# AIM OF THE EXERCISE
Repeat, line for line, the entries printed below.

Excerpts from a dataset:
■ ■ ■ ■ ■

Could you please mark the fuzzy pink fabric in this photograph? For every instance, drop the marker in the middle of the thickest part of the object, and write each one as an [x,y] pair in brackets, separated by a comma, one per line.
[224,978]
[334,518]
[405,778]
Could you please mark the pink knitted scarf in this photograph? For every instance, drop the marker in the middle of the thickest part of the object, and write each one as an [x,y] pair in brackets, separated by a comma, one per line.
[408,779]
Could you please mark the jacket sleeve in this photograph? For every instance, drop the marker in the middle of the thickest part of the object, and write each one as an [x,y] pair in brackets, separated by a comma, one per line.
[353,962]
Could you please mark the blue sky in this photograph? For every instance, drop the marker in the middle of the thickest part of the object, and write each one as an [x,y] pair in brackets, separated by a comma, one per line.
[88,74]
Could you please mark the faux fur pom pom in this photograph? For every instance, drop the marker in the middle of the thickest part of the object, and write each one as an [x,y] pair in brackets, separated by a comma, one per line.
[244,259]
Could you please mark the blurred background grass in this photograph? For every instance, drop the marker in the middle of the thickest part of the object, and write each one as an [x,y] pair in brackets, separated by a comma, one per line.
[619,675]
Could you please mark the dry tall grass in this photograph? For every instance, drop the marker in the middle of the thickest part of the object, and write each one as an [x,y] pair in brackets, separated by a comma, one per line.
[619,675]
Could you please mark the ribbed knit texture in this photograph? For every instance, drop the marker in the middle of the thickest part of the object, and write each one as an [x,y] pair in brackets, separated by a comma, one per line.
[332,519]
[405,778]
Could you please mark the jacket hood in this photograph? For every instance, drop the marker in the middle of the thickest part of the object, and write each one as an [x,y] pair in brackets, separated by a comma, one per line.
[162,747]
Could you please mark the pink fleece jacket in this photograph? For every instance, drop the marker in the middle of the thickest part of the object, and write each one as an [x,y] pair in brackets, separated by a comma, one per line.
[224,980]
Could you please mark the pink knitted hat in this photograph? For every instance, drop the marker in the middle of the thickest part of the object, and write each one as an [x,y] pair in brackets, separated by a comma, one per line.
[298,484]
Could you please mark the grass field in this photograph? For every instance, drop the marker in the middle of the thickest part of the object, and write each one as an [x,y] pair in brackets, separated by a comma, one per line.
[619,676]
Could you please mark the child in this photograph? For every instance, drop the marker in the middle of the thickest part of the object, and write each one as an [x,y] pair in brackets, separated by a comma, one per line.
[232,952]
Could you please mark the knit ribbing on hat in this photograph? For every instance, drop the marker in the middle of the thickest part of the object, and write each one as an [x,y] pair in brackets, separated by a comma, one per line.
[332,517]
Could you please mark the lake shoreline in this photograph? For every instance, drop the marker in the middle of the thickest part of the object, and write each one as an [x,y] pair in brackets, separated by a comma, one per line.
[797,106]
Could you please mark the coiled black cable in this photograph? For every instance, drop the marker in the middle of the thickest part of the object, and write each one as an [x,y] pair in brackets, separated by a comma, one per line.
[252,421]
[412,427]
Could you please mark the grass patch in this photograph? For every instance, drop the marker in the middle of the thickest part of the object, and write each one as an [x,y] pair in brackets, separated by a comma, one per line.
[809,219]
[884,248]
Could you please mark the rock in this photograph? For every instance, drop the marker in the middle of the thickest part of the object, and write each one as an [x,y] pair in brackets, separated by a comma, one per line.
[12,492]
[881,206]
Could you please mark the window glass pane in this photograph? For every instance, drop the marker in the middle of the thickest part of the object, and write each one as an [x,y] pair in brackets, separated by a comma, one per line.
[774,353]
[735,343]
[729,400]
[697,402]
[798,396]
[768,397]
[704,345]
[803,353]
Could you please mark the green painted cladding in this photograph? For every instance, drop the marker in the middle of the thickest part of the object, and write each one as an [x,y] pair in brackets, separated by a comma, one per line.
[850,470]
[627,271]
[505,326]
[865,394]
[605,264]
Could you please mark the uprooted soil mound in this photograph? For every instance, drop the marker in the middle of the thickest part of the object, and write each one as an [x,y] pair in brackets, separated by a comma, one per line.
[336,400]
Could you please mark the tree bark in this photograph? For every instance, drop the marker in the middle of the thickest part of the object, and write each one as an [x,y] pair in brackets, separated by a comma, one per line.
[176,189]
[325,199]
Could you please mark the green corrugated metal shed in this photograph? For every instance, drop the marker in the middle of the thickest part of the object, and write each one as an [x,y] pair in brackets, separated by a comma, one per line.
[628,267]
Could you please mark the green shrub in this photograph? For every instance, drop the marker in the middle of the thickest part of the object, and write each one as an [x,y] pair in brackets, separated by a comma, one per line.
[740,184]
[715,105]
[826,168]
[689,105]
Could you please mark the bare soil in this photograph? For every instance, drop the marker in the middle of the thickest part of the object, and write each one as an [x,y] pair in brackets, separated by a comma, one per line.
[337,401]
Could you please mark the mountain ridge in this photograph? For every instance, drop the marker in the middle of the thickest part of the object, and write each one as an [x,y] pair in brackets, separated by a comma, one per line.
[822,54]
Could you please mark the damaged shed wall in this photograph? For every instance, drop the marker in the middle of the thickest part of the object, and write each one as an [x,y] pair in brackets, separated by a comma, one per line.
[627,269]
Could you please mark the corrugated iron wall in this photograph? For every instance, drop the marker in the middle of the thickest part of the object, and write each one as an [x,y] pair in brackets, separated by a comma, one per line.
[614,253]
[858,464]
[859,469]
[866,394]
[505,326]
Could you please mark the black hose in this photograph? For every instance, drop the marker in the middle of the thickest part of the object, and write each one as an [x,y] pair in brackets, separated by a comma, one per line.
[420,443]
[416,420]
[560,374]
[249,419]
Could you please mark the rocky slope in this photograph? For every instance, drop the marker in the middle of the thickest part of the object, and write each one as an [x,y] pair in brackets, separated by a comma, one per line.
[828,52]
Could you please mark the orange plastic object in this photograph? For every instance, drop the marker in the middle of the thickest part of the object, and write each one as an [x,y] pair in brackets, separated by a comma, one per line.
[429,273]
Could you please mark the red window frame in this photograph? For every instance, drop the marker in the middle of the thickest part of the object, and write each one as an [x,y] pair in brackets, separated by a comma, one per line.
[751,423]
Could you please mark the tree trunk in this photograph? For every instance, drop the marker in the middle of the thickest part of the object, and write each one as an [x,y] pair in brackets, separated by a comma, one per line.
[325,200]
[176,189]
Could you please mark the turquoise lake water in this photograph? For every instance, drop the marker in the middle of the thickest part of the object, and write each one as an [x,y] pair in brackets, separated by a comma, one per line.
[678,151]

■ ■ ■ ■ ■

# TASK ANSWER
Could you please mark the fuzzy pink fabric in this photograph? For every instance, drop the marker in the middle of the thickest part of the object, and write each one as an [x,y] pair in brackets, separated by a comma, one per line.
[224,978]
[334,518]
[405,778]
Could you please mark the pink knitted scarf in this photograph? For every instance, drop the marker in the middle of the thickest part of the object, and write each one as an [x,y] pair in brackets, separated by a comma, one per line.
[408,779]
Could you please mark the jacket sleeve in this photograph? For every instance, drop the marker in the middle of the thickest part of the object, and write each one as an [x,y] pair in brackets, separated by a comma, one per line.
[353,962]
Could you please mark the blue sky in this photograph? For every instance, drop the marker in the middle of the thickest part of the object, and write each one as an [x,y] pair in brackets, separated by a comma, one per line.
[88,74]
Could you please mark the faux fur pom pom in this photograph? For every instance, drop the marker in the middle of the thickest part of the object, and write each one as an [x,y] pair in brackets, separated by a comma, one per line.
[244,259]
Could you please mark the blurred background grass in this photograph? For every instance, drop the marker in the middle of the thickest part of the object, and write each one as an [x,y] pair in brackets, separated by a comma, one per line.
[619,675]
Could you please mark the dry tall grass in this photograph? For every instance, drop the marker in the middle of the thickest part of the object, and write each one as an [x,y] pair in brackets, separated by a comma, one per line.
[619,675]
Could you please mark the ribbed knit texture in this photograph? For every instance, drop the marker in the middle of the thickest part of the object, and write each one as an [x,y] pair in brackets, separated by a comma, one per line.
[332,519]
[405,778]
Could you please mark the jacket hood in this photograph? For every instance, drop the marker in the middle of the thickest part of the object, and write each one as an [x,y] pair in brackets, separated by a comma, one per line.
[162,747]
Could you please mark the pink fleece jacket in this photograph? For every instance, drop the marker in the middle of the thickest part of the object, and write each one as an [x,y] pair in brackets, separated by a comma, one per line.
[224,980]
Could you please mark the pink knitted hat in this photograph? For every instance, drop the marker in the middle of the thickest part of the object, and write each one as an [x,y] pair in brackets, separated by a comma, one per line.
[298,484]
Could you please mark the grass field in this photograph? For every instance, drop the marker in the middle of the thickest part of the object, and write each one as an [x,y] pair in brackets, separated by a comma, one per line.
[619,676]
Could you please mark the child in this photograph? For every instance, drop the marker in the middle of the thickest part of the object, and write each one as an [x,y] pair in brackets, separated by a comma, one per line.
[232,952]
Could you please mark the knit ribbing on hat in this photograph? For every instance, drop the marker in the middle of the thickest part of the object, and write each one as an [x,y] pair in brackets, separated by a comma, one per line.
[332,517]
Could you please mark the lake shoreline in this photograph? For every instance, drop the marker in the middle of the thickest part of the object, and write each one as an [x,y] pair in brackets, separated by a comma, one per line.
[797,106]
Could you please mark the coiled black cable in this photograph? For every instance, drop the marker in the middle of the thickest part of the object, and write each one as an [x,y] pair in brackets, separated by a comma, one per line.
[252,421]
[412,427]
Could you please mark the grass patch in this photograph? For every instance, drop the marker in the middle of the thickest part of the object, and write each one as an [x,y] pair in brackets, separated by a comma, one per line.
[809,219]
[884,248]
Could you please mark the rock in this photograph? For every instance, drop the marker in the middle of the thickest part of the object, and write each one as an [x,y] pair in brackets, separated by a comma, one per line.
[12,492]
[881,206]
Could you please mark the window glass pane in this photograph? For every instance, drop the marker in the middle of the thickest part of the object, and write each one as an [x,y] pair in brackets, separated by a comma, one per line.
[774,353]
[735,343]
[729,400]
[697,402]
[798,396]
[768,397]
[704,345]
[803,353]
Could you please mark the green painted cladding in this photograph? For every instance, drop the marker in the middle of the thickest part of the object, and write each one as an [x,y] pair in brackets, separated by a comma, one per line.
[850,470]
[627,271]
[505,326]
[865,394]
[605,264]
Could you please mark the uprooted soil mound in this photograph? For every instance, drop the marker in the middle of the thickest part of the object, and write each one as an [x,y] pair in brackets, separated by a comma, one per line.
[336,400]
Could you please mark the tree bark in this photograph? For every instance, drop the marker in the middle of the thickest part of the object, and write each one as an [x,y] pair in brackets, separated by a comma, one per line.
[176,189]
[325,199]
Could you please mark the green corrugated metal shed in this photograph? For every instance, drop the marker in the middle of the thickest part of the object, and write each one as an [x,y] pair in brackets, separated by a comma, one per line.
[628,267]
Could you please mark the green shrub in this photograph? For every instance, drop the marker in the middle of the thickest part of the object, and write each one as an [x,y] pair in brackets, separated by a comma, one per line.
[740,184]
[715,105]
[826,168]
[689,105]
Could you please mark the bare soil in this photograph? For every instance, drop the marker in the middle of the thickest part of the object, and write each one as an [x,y] pair in brackets, separated by a comma, one per line.
[337,401]
Could you please mark the mountain ridge in this photograph? For every instance, drop the marker in the middle of the thickest part of the object, and write each one as an [x,y] pair in brackets, separated by a comma, one per line.
[822,54]
Could you please mark the damaged shed wall in this photograph? For every instance, drop the marker in the middle of the thickest part of the object, and write each one as an [x,y] pair in brackets, separated by a comma, one per line.
[627,269]
Could you please mark the corrugated iron wall in this photograph? For every instance, drop the marker in the middle of the thickest part of the object, and write each one as an [x,y] pair in brackets, separated by a comma, one per line.
[614,253]
[858,464]
[859,469]
[866,394]
[505,326]
Could you please mark the black hose in this photograph? For every instance, drop the marker in the middle of the thickest part of the object, and write each one as an [x,y] pair in brackets, separated by a comma, one per line.
[420,443]
[416,420]
[560,374]
[249,419]
Could you please mark the rocky slope in this photograph? For every instance, drop the marker in the middle of the thickest part of the object, and write each one as an [x,y] pair in brackets, separated by a comma, one per line.
[828,52]
Could you please mark the orange plastic object in this photograph? For every instance, drop the marker in the middle of the thickest part of the object, and write each one as an [x,y] pair in brackets, separated by a comma, one per line.
[429,273]
Could you please mark the red window frame in this photograph? For every instance, drop the marker in the middle of the thickest part of the object, and write each one as an [x,y] pair in brackets, separated by a comma, one per line.
[751,423]
Could you please mark the tree trunk in this photograph? For every instance, drop the marker in the middle of the thickest part of the object, and write each one as an [x,y] pair in brackets, separated by a comma, one per line.
[325,200]
[176,189]
Could you please mark the turquoise lake water in this photograph? For every instance, drop the marker in the middle of the thickest part of the object, and write each one as an [x,y] pair in brackets, separated by a comma, one per line.
[678,151]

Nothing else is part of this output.